● Problems to work on:
(a) Reproduce the passage of the article on Bo Ryan's retirement from "The Wisconsin Badger" to "flawed state law.".
(b) According to the article on Bo Ryan's retirement, how long does Wisconsin law require the athletic director to post a job publicly before hiring anyone?
(c) Write the next part of the article on Bo Ryan's retirement, beginning after its final sentence.

● Selection:
Why Bo Ryan Chose Now To Step Down

The Wisconsin Badger basketball team beat Texas A&M-Corpus Christi last night 64-49 and fans walked out of the Kohl Center with hope that this young team could find itself by the time Big Ten play begins in two weeks. By the postgame press conference, their coach had retired. Bo Ryan made his rumored retirement effective immediately.

Ryan’s retirement per se is not surprising, given that at the start of the year he first announced that this would be his last season, than pulled back and said maybe not. I live in Wisconsin and am wondering if there’s something in the air here that causes this sort of thing. First Brett Favre, now this. It begs the question of why Ryan would do this suddenly, to a freshman-laden team in need of his leadership. I believe the answer lies in athletic department politics and a flawed state law.

There’s no question Ryan wants top assistant Greg Gard to be his successor. When the first retirement announcement was made, athletic director Barry Alvarez announced his intention to conduct a nationwide search after the season was over. Even if Alvarez had wanted to hire Gard, the AD is required by Wisconsin law to post the job publicly for 15 days before hiring anyone and it can’t be posted until there is formally a vacancy.

● Items:

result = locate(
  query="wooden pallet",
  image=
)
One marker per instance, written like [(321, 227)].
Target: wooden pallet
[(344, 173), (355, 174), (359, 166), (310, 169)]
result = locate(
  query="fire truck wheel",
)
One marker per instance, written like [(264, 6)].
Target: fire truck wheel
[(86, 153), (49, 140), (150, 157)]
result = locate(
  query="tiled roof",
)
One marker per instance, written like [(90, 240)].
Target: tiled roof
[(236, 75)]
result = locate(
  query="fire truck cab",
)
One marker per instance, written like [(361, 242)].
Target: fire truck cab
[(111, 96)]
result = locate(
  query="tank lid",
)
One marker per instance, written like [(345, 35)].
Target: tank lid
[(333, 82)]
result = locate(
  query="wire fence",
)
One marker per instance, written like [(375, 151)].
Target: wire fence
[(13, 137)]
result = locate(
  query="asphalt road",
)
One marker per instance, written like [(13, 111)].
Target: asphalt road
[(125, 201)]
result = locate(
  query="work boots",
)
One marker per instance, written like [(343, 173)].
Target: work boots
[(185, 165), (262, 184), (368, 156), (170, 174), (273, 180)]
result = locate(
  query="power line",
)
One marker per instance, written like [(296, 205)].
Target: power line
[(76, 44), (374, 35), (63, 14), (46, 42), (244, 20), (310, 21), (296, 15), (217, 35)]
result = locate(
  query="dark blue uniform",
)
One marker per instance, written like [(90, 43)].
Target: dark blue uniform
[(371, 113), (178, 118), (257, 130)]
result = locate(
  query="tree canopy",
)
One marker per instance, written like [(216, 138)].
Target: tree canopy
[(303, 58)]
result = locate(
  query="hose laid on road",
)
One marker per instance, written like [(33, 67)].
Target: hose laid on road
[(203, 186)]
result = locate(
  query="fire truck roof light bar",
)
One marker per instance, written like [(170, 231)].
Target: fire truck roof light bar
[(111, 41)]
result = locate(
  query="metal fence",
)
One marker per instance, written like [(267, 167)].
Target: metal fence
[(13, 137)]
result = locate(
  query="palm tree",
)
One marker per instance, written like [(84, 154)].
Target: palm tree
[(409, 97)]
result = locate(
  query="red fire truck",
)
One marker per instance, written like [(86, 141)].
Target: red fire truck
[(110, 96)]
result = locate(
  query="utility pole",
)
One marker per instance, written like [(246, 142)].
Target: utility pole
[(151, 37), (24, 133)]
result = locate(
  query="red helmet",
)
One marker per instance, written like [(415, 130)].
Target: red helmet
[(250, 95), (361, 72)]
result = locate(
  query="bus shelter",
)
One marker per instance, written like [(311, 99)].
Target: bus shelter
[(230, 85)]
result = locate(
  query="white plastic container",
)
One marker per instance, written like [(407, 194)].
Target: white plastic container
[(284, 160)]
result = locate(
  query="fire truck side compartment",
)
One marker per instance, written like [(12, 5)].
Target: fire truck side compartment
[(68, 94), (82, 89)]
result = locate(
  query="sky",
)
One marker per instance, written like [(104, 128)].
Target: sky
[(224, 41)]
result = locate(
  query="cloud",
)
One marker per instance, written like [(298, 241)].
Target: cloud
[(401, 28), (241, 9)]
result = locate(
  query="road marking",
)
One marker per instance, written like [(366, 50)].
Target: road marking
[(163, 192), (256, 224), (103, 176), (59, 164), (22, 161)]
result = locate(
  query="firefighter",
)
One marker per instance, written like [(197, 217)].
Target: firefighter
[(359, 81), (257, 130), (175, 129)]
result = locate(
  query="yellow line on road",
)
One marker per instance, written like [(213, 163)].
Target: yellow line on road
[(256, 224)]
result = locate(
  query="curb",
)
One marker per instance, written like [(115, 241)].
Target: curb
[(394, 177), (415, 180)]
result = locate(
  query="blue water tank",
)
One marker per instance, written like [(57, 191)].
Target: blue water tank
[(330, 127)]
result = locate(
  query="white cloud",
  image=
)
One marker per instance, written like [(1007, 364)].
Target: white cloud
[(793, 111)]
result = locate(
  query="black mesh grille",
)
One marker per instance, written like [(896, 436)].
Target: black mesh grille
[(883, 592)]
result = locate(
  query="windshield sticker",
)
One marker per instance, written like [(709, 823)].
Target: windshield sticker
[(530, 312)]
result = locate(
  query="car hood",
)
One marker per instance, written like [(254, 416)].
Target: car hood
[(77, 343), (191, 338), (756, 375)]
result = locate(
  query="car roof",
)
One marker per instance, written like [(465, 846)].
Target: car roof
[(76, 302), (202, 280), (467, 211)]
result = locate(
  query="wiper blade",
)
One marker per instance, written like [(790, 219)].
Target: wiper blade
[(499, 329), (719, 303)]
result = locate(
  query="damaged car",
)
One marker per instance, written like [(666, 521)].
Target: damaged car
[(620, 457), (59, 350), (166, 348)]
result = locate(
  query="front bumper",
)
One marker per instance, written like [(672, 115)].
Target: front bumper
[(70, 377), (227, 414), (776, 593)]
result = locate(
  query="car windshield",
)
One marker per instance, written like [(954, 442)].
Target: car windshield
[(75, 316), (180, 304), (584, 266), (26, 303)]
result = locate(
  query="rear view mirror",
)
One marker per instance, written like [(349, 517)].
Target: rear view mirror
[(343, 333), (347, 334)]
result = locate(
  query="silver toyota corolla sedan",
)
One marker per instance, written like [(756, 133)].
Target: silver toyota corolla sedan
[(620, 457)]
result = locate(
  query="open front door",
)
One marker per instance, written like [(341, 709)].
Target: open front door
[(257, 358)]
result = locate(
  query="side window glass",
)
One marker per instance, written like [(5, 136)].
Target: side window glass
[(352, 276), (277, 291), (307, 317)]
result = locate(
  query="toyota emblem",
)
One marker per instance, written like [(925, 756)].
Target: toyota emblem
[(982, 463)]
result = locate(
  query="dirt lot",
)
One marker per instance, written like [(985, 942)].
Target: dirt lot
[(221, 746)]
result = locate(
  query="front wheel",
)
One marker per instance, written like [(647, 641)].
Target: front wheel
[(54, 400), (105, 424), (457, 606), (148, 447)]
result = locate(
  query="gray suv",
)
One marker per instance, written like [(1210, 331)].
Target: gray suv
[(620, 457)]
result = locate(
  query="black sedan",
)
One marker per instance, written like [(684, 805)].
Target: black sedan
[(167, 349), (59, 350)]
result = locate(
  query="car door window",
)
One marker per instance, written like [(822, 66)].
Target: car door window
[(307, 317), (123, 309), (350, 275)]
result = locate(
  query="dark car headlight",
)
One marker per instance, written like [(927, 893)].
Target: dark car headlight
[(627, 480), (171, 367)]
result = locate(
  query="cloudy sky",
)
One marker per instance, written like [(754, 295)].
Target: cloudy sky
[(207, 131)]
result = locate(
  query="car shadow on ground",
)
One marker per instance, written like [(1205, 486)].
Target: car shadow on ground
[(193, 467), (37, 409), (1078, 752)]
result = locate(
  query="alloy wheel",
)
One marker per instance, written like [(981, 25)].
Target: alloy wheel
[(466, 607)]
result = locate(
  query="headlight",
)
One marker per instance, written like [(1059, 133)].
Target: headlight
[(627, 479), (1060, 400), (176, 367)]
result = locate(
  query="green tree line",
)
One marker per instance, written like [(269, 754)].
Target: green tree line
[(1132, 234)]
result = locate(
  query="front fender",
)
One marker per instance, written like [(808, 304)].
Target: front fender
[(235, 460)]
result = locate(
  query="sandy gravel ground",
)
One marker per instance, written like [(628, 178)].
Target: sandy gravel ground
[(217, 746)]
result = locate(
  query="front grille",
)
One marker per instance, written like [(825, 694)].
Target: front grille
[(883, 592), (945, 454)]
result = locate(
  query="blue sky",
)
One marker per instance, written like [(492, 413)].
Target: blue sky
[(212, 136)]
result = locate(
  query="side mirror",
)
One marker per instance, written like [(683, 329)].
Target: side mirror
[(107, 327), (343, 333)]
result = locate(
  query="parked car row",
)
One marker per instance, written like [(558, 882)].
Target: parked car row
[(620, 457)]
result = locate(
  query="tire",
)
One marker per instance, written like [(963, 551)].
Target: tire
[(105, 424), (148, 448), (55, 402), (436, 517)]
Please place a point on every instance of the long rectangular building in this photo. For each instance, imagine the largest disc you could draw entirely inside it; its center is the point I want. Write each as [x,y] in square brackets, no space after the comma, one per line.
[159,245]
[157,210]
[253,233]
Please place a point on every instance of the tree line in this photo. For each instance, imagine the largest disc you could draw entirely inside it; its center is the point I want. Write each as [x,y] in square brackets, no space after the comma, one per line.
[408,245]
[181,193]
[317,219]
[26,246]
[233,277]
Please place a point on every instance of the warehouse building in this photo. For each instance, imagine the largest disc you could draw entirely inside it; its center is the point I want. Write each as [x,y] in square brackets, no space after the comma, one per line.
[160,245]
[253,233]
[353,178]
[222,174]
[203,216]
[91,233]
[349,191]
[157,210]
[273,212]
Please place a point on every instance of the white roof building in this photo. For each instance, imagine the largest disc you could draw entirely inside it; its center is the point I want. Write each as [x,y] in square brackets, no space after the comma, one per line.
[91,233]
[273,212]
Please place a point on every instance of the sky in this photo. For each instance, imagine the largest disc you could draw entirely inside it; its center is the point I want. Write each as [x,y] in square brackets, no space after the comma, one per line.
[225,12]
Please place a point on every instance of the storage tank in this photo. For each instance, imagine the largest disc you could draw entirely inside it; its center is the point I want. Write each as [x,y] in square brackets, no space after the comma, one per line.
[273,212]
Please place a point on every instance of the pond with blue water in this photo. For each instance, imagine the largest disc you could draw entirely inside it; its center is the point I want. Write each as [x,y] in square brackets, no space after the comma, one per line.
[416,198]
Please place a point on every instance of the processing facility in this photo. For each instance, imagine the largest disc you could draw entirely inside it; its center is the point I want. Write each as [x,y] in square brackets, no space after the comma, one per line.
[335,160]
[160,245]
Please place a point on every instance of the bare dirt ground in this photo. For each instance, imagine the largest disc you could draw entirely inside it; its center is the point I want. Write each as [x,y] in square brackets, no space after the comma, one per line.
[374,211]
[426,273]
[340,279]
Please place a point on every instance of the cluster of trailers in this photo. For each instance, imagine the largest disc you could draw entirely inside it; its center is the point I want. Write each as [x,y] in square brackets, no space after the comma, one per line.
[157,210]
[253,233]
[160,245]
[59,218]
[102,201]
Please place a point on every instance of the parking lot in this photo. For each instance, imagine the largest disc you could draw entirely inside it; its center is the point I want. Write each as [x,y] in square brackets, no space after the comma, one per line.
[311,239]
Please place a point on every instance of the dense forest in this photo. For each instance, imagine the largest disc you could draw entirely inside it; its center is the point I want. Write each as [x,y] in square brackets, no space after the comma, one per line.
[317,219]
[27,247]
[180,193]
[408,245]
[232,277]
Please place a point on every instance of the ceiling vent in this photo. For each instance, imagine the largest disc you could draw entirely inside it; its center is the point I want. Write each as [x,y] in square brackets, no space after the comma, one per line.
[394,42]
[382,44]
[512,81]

● Answers given:
(a)
The Wisconsin Badger basketball team beat Texas A&M-Corpus Christi last night 64-49 and fans walked out of the Kohl Center with hope that this young team could find itself by the time Big Ten play begins in two weeks. By the postgame press conference, their coach had retired. Bo Ryan made his rumored retirement effective immediately.

Ryan’s retirement per se is not surprising, given that at the start of the year he first announced that this would be his last season, than pulled back and said maybe not. I live in Wisconsin and am wondering if there’s something in the air here that causes this sort of thing. First Brett Favre, now this. It begs the question of why Ryan would do this suddenly, to a freshman-laden team in need of his leadership. I believe the answer lies in athletic department politics and a flawed state law.

(b) For 15 days.

(c)
Let’s address the law first—something this stupid and impractical could only be cooked up in academia. Every realistic candidate for the head basketball coaching job is already realistically known to the potential employer. It’s not as though Joe Schmo off the street is going to suddenly apply and have his resume be found compelling.

If the academics who crafted this law feel the same applies to other disciplines, fine, get rid of the law entirely. But it’s useless to an athletic program and would have only served to hurt Wisconsin’s recruiting during a potential lame duck Ryan season.

Now let’s move on to Alvarez’s interest in doing a full-scale national coaching search, which I suspect is an even bigger driving force. Before going on, let me say I don’t have any sources in the athletic department. I’m not going to go all Stephen A. Smith here, dropping names and claiming insider connections. It’s just my theory, but one I believe can be reasonably arrived at.

It’s obvious to anyone who follows Wisconsin sports (and maybe nationally, I don’t know) that Alvarez’s ego is positively gargantuan. It’s no less obvious that Ryan’s ego is considerable, though in comparison to the AD, Bo might as well be St. Therese of Lisieux. This looks to me look two lions circling each other in a cage, ready to wrestle over the future of Wisconsin basketball.

When Alvarez refused to go along with a plan of simply elevating the top assistant, Ryan counters by pulling back his retirement announcement. He then brings it back when there is no other choice but to let Gard coach as an interim for the rest of the season.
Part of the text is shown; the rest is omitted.